Stored data start

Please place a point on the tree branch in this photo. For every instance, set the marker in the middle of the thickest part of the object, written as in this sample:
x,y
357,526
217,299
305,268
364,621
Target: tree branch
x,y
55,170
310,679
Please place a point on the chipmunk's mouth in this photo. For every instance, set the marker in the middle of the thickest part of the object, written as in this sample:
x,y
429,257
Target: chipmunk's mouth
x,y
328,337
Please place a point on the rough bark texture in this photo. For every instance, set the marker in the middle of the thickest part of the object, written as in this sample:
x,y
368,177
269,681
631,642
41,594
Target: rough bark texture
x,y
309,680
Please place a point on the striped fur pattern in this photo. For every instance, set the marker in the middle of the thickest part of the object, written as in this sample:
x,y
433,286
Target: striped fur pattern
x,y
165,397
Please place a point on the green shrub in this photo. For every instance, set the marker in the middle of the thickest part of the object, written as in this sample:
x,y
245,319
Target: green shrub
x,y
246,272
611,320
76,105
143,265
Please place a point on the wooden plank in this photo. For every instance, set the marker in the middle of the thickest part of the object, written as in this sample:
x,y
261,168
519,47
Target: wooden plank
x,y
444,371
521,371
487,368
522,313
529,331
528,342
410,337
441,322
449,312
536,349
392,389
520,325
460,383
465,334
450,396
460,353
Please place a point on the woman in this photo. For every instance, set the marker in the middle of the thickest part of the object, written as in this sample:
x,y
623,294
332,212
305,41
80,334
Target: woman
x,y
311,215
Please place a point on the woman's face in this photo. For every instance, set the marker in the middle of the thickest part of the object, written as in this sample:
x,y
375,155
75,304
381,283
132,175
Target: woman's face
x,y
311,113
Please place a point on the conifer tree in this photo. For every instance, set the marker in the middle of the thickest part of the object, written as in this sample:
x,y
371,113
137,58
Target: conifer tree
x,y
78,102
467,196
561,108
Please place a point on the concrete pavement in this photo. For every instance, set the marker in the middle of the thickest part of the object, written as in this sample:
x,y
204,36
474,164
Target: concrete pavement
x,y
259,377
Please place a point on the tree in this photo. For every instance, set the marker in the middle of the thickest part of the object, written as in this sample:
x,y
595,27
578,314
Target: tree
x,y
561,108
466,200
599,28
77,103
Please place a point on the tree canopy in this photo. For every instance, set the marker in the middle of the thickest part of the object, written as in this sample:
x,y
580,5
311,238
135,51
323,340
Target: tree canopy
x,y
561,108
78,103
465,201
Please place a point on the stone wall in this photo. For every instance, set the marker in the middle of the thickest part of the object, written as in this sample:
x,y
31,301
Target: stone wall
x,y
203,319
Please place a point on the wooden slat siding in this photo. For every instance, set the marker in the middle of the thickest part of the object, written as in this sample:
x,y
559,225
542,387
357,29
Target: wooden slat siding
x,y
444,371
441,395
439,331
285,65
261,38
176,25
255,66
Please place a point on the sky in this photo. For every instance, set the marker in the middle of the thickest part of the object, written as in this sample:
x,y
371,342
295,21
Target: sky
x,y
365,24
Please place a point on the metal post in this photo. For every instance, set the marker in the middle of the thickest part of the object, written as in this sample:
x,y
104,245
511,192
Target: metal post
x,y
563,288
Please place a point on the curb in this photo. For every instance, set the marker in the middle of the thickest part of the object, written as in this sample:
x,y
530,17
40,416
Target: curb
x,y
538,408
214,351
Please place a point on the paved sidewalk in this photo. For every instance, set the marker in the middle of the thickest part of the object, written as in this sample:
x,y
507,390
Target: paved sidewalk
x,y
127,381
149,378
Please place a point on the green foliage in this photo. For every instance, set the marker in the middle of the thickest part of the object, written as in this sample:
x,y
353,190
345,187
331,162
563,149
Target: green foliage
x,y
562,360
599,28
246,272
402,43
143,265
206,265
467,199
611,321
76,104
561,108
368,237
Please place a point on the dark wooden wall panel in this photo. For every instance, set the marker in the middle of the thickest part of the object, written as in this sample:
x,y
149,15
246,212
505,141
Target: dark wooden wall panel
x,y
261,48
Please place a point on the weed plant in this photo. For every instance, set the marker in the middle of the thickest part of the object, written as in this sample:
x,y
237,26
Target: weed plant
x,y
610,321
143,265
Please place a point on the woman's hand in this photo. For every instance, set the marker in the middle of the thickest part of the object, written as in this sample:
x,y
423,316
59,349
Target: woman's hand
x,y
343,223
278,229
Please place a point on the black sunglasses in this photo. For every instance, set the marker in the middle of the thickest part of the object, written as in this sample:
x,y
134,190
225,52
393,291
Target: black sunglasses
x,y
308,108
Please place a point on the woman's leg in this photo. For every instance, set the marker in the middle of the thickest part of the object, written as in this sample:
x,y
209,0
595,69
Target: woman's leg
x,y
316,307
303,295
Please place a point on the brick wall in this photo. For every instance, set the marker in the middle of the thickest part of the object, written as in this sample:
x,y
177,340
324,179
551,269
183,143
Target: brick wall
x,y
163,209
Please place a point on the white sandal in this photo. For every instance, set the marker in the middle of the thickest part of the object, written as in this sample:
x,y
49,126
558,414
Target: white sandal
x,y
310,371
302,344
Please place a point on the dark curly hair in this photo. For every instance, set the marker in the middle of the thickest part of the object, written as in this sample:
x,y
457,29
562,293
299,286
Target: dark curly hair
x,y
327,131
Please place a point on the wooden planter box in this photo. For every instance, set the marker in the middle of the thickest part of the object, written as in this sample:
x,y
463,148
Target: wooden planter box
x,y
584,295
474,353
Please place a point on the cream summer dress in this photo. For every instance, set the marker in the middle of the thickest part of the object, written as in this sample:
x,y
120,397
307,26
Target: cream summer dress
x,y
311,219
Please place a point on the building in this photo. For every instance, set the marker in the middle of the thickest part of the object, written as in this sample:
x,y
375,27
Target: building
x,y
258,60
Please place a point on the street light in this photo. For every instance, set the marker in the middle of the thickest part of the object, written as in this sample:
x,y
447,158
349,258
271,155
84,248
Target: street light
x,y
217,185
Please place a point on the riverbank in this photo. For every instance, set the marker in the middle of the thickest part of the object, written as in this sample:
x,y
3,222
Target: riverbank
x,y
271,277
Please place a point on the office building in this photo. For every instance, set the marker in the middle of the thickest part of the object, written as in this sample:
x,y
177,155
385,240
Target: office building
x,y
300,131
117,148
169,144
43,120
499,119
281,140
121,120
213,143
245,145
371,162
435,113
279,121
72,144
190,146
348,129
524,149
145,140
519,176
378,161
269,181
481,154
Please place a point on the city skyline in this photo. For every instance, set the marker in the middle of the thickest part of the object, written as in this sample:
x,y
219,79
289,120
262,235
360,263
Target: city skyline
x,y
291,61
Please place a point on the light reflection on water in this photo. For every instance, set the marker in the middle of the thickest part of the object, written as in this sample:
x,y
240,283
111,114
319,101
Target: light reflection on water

Stored data end

▶ [What the exercise asks]
Set down the listing in full, keeping every word exactly as it is.

▶ [Solution to this exercise]
Please place a point on the tree branch in this photo. For every instance, set the marker in the middle of the thickest part of the object, written as in this sample:
x,y
357,526
217,299
305,268
364,621
Target: tree branch
x,y
55,170
310,679
Please place a point on the chipmunk's mouth in this photo. For every instance, set the marker in the middle of the thickest part of the object, written as in this sample:
x,y
429,257
Target: chipmunk's mouth
x,y
328,337
Please place a point on the rough bark texture in this photo. For every instance, set the marker in the middle of the thickest part of the object, written as in this sample:
x,y
368,177
269,681
631,642
41,594
Target: rough bark texture
x,y
309,680
Please place a point on the striped fur pattern in this photo. For every instance, set the marker in the middle of the thickest part of the object, written as in this sample:
x,y
433,286
Target: striped fur pattern
x,y
165,397
Please place a point on the green shrub in this photo. For every instance, set the marker in the middle of the thickest part of the object, written as in this sample:
x,y
245,319
Target: green shrub
x,y
246,272
611,320
76,105
143,265
Please place a point on the wooden plank in this photo. For every instance, set the marker in the middle of the thickest part of the object, written as in this sample:
x,y
261,168
519,47
Target: wooden plank
x,y
444,371
521,371
487,368
522,313
529,331
528,342
410,337
441,322
449,312
536,349
392,389
520,325
460,383
465,334
450,396
460,353
Please place a point on the woman in this photo. For every instance, set the marker in the middle of the thickest part of the object, written as in this sample:
x,y
623,294
332,212
305,41
80,334
Target: woman
x,y
311,215
Please place a point on the woman's face in this photo. For every instance, set the marker in the middle of the thickest part of the object, written as in this sample:
x,y
375,155
75,304
381,283
132,175
Target: woman's face
x,y
311,113
Please place a point on the conifer tree in this photo. For every instance, set the marker in the middle of the thickest part of the object, written as in this sample:
x,y
371,113
137,58
Target: conifer tree
x,y
78,102
467,196
561,108
Please place a point on the concrete pavement in this photo. For every instance, set the marker in the middle of the thickest part of the object, written as in this sample:
x,y
204,36
474,164
Target: concrete pavement
x,y
259,377
Please place a point on the tree in this photo. For every instance, set the marker in the middle of the thickest part of the object, written as in this sample:
x,y
595,27
578,314
Target: tree
x,y
561,108
466,200
599,28
77,103
Please place a point on the tree canopy in this photo. For every instance, set the marker in the middle of the thickest part of the object, written as in this sample:
x,y
580,5
311,238
135,51
323,340
Target: tree canopy
x,y
561,108
78,103
465,201
Please place a point on the stone wall in this photo. For every instance, set the marker in the middle of the thickest part of the object, written as in this sample:
x,y
31,301
Target: stone wall
x,y
203,319
Please place a point on the wooden slat siding in this photo. For every instance, set the marker in the middle of the thickest part of the object, written as in this sample:
x,y
559,225
542,387
357,29
Target: wooden slat siding
x,y
444,371
441,395
439,331
285,65
261,38
176,25
255,66
Please place a point on the sky in this photo. For every instance, set the marker in the middle of the thickest part of the object, written as in this sample:
x,y
371,342
295,21
Target: sky
x,y
365,24
Please place a point on the metal post in this photo. For every instance, set the marker in the middle of the thickest part of the object, written as in this sample:
x,y
104,245
511,192
Target: metal post
x,y
563,288
Please place a point on the curb in this photo. For every instance, set the marker in the middle of the thickest part of the object, written as in this sample:
x,y
530,17
40,416
Target: curb
x,y
538,408
214,351
Please place a point on the paved sidewalk in this photo. For every instance, set the marker in the middle of the thickest part of the object, written as in this sample:
x,y
507,390
Target: paved sidewalk
x,y
127,381
149,378
Please place a point on the green foliage in this photo. For every instance, set the marker in the middle of the thickest part of the object, written as in this sample:
x,y
353,190
345,187
331,162
563,149
Target: green foliage
x,y
562,360
599,28
246,272
402,43
143,265
206,265
467,199
611,321
76,104
561,108
368,237
Please place a point on the dark wooden wall panel in this photo. For every instance, set the marker in the middle of the thickest part of the object, written as in this sample:
x,y
149,15
246,212
505,141
Target: dark wooden wall panel
x,y
261,48
Please place a point on the weed plant in this photo. For every instance, set the marker in the middle of the thickest part of the object, written as in this sample:
x,y
237,26
Target: weed plant
x,y
610,321
143,265
Please place a point on the woman's hand in this photo. For every instance, set the marker in the middle of the thickest part of the object, written as in this sample:
x,y
423,316
59,349
Target: woman's hand
x,y
343,223
278,229
Please place a point on the black sunglasses in this photo. For every instance, set the marker in the middle of the thickest part of the object, written as in this sample:
x,y
134,190
225,52
393,291
Target: black sunglasses
x,y
308,108
Please place a point on the woman's leg in this photo. For every instance, set the marker in the middle of the thickest part of the object, written as in this sample:
x,y
209,0
595,69
Target: woman's leg
x,y
316,307
303,295
Please place a point on the brick wall in this photo. For every instance, set the marker in the middle of the thickest part of the object, written as in this sample:
x,y
177,340
324,179
551,269
183,143
Target: brick wall
x,y
163,209
Please place a point on the white sandal in this photo. For every instance, set the marker in the middle of the thickest part of the object, written as in this sample:
x,y
49,126
558,414
Target: white sandal
x,y
310,371
302,344
Please place a point on the dark curly hair in this photo. For every instance, set the marker in the middle of the thickest part of the object, written as in this sample:
x,y
457,29
562,293
299,286
Target: dark curly hair
x,y
327,131
Please place a point on the wooden planter box in this photo. For every instance, set the marker in the middle of the thickest part of the object, written as in this sample:
x,y
463,148
Target: wooden planter box
x,y
584,295
474,353
Please place a point on the cream summer dress in this photo. For every instance, set the marker in the middle of the thickest part of the object, written as in this sample:
x,y
120,397
307,26
Target: cream summer dress
x,y
311,219
Please place a point on the building in this photo. For every instance, set the marker in the middle of the thickest part of the object, written as in this sample:
x,y
375,27
Target: building
x,y
258,60
Please place a point on the street light in this photo. For every instance, set the marker in the middle of the thickest part of the object, written as in this sample:
x,y
447,158
349,258
271,155
84,248
Target: street light
x,y
217,185
Please place a point on the riverbank in this photo. For every instance, set the marker in the middle of the thickest part of the object, written as in this sample:
x,y
3,222
Target: riverbank
x,y
271,277
Please place a point on the office building in this photo. For every instance, set the marker in the middle of the thickest part of the object, written as in this sample:
x,y
177,155
385,240
Target: office building
x,y
300,131
117,148
169,144
43,120
499,119
281,140
121,120
213,143
245,145
371,162
435,113
279,121
72,144
190,146
348,129
524,149
145,140
519,176
378,161
269,181
481,154
Please place a point on the city skyline in this photo. For every instance, set the marker in the middle of the thickest part of the object, written as in this sample:
x,y
219,79
289,120
262,235
360,263
Target: city skyline
x,y
291,61
Please place a point on the light reflection on water in this photo. For every instance, set the marker in the middle of the thickest part of the object, written as in this sample:
x,y
240,283
111,114
319,101
Target: light reflection on water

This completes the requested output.